(Point labeling examples)
══════════
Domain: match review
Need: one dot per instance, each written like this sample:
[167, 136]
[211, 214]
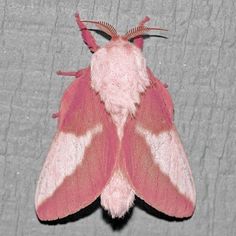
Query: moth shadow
[76, 216]
[117, 224]
[153, 212]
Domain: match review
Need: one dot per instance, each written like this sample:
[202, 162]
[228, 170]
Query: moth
[115, 136]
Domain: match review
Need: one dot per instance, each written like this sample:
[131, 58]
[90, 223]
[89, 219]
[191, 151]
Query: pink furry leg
[87, 36]
[139, 40]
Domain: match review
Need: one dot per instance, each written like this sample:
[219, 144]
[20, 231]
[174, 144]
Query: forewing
[82, 155]
[154, 159]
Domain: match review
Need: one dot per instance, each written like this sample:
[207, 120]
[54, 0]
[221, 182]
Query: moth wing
[82, 155]
[154, 159]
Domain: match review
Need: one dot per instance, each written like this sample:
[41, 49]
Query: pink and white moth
[115, 137]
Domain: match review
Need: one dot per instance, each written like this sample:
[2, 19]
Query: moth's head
[133, 33]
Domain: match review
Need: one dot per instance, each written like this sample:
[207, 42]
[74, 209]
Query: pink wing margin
[153, 157]
[81, 158]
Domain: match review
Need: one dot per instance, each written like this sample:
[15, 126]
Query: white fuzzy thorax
[119, 74]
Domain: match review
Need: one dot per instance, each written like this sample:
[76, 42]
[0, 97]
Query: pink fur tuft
[118, 196]
[119, 74]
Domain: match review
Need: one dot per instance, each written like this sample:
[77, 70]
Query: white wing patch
[169, 154]
[66, 152]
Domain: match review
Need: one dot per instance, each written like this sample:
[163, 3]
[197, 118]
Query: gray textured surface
[198, 61]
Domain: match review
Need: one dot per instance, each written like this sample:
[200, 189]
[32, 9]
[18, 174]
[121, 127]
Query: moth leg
[86, 35]
[139, 40]
[68, 73]
[55, 115]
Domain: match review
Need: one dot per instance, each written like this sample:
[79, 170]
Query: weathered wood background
[197, 61]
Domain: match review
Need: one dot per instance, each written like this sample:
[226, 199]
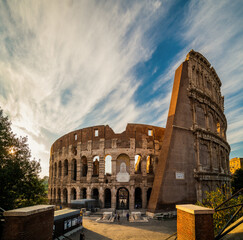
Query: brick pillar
[35, 223]
[78, 169]
[101, 197]
[88, 193]
[144, 197]
[101, 168]
[194, 222]
[90, 168]
[113, 198]
[131, 198]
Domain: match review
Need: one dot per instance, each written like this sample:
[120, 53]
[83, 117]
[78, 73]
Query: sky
[70, 64]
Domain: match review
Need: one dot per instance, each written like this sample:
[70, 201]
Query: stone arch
[65, 167]
[55, 170]
[95, 194]
[73, 194]
[54, 194]
[107, 198]
[83, 193]
[137, 164]
[204, 155]
[122, 198]
[96, 161]
[59, 195]
[59, 169]
[148, 194]
[149, 164]
[211, 121]
[200, 116]
[74, 169]
[138, 198]
[65, 195]
[84, 164]
[120, 159]
[108, 166]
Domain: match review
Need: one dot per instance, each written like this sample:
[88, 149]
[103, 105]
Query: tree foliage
[214, 199]
[20, 183]
[237, 180]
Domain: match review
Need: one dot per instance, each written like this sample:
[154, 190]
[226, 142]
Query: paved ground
[154, 229]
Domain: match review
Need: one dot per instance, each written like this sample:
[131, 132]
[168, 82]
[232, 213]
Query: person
[128, 216]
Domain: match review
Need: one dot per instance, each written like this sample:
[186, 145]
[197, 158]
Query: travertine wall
[190, 156]
[195, 154]
[70, 153]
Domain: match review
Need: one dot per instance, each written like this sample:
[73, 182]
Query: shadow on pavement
[90, 235]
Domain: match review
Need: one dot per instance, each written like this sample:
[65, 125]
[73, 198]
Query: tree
[20, 183]
[214, 199]
[237, 180]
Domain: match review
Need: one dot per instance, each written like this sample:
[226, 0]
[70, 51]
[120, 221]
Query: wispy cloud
[59, 60]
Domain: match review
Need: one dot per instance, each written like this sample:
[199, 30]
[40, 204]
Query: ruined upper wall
[195, 154]
[139, 132]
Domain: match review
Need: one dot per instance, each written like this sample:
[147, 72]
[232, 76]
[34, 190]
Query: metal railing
[222, 232]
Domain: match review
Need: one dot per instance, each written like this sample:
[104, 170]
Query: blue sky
[66, 65]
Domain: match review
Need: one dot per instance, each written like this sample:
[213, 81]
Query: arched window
[65, 196]
[54, 198]
[59, 169]
[107, 198]
[84, 166]
[137, 164]
[83, 193]
[55, 170]
[149, 165]
[74, 169]
[65, 167]
[148, 194]
[96, 160]
[73, 194]
[108, 164]
[95, 194]
[59, 195]
[138, 198]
══════════
**Requirement:** Output all the records, word for word, with no pictures in the copy.

**Full solution:**
Domain: match review
Need: one dot per instance, each written like this sample:
[167, 136]
[211, 214]
Query: moth shadow
[76, 216]
[117, 224]
[153, 212]
Domain: match review
Need: one dot per instance, each written like this sample:
[202, 162]
[228, 170]
Query: moth
[115, 136]
Domain: match review
Need: one dot per instance, each written like this sample:
[131, 58]
[90, 223]
[89, 219]
[191, 151]
Query: pink furry leg
[87, 36]
[139, 40]
Domain: match review
Need: one dot per instance, each written like this sample:
[219, 144]
[20, 231]
[174, 144]
Query: forewing
[82, 155]
[154, 159]
Domain: match review
Need: one dot per instance, each written like this sample:
[207, 120]
[54, 0]
[221, 182]
Query: moth wing
[82, 155]
[154, 159]
Domain: match review
Need: one dot per instance, each written like this sample:
[41, 49]
Query: pink and white moth
[115, 137]
Domain: match review
Need: one dot per instance, each written like this sample:
[2, 19]
Query: moth's head
[133, 33]
Domain: match review
Need: one dot per instance, each written like this sample:
[207, 42]
[74, 209]
Query: pink wing margin
[153, 157]
[81, 158]
Domain: match review
Need: one dot per instance, each written like this sample:
[15, 126]
Query: white fuzzy thorax
[119, 74]
Domain: match review
Need: one dot per instance, each written like this sample:
[76, 42]
[0, 97]
Query: pink fur tuft
[118, 196]
[119, 74]
Domain: match review
Need: one dot per instance, each written like this sample:
[77, 70]
Query: white wing patch
[169, 154]
[66, 152]
Domain: match review
Need: one dot per instance, each written like this sample:
[163, 3]
[197, 118]
Query: gray textured surface
[198, 61]
Domain: match review
Need: one dot per instance, each written like this sample:
[200, 189]
[32, 9]
[18, 174]
[121, 127]
Query: moth leg
[86, 35]
[139, 40]
[68, 73]
[55, 115]
Domain: match review
Need: one dot per instance, each written like this sample:
[79, 170]
Query: weathered wood background
[197, 61]
Domain: match review
Need: one dot per instance, each written like this sample:
[226, 199]
Query: brick pillar
[35, 223]
[78, 169]
[101, 197]
[88, 193]
[144, 197]
[101, 168]
[194, 222]
[90, 168]
[113, 198]
[131, 198]
Domain: match review
Need: one dot per instance, each written like this sample:
[120, 53]
[83, 117]
[78, 73]
Query: sky
[70, 64]
Domain: match review
Need: one dot per instance, each written like this sample:
[70, 201]
Query: stone arch
[65, 167]
[55, 170]
[95, 194]
[73, 194]
[54, 194]
[107, 198]
[83, 193]
[137, 164]
[204, 155]
[122, 198]
[96, 161]
[59, 195]
[59, 169]
[148, 194]
[149, 164]
[211, 121]
[200, 116]
[74, 169]
[138, 198]
[65, 195]
[84, 164]
[120, 159]
[108, 166]
Domain: match review
Need: one dot per instance, each written like this sample:
[88, 149]
[103, 105]
Query: tree foliage
[214, 199]
[20, 183]
[237, 180]
Domain: match review
Need: one dot per instance, each written like this sample:
[154, 190]
[226, 142]
Query: paved ground
[154, 229]
Domain: match review
Need: one dot per instance, each written like this sample:
[131, 132]
[168, 82]
[232, 213]
Query: person
[128, 216]
Domain: match review
Need: one dot per instance, each written like this sample:
[186, 145]
[197, 158]
Query: travertine wall
[190, 156]
[195, 154]
[70, 153]
Domain: match review
Need: one dot per instance, each written like this sample:
[73, 182]
Query: shadow on pavement
[90, 235]
Domain: match review
Need: one dot per instance, each written like this sample:
[65, 125]
[73, 198]
Query: tree
[20, 183]
[214, 199]
[237, 180]
Domain: match review
Need: one dot per instance, each written like this sample:
[226, 0]
[70, 51]
[120, 221]
Query: wispy cloud
[59, 60]
Domain: match review
Need: one dot per instance, each written like this sample:
[199, 30]
[40, 204]
Query: ruined upper wall
[195, 154]
[139, 132]
Domain: match review
Need: one dot per instance, each written like this sample:
[147, 72]
[232, 76]
[34, 190]
Query: metal railing
[222, 232]
Domain: match review
Need: one dot per instance, each written like this sample:
[104, 170]
Query: blue sky
[66, 65]
Domain: match review
Need: one dot per instance, each written like this sample:
[213, 81]
Query: arched window
[65, 196]
[54, 198]
[59, 169]
[107, 198]
[84, 166]
[137, 164]
[83, 193]
[55, 170]
[149, 165]
[74, 169]
[65, 167]
[148, 194]
[96, 160]
[73, 194]
[108, 164]
[95, 194]
[59, 195]
[138, 198]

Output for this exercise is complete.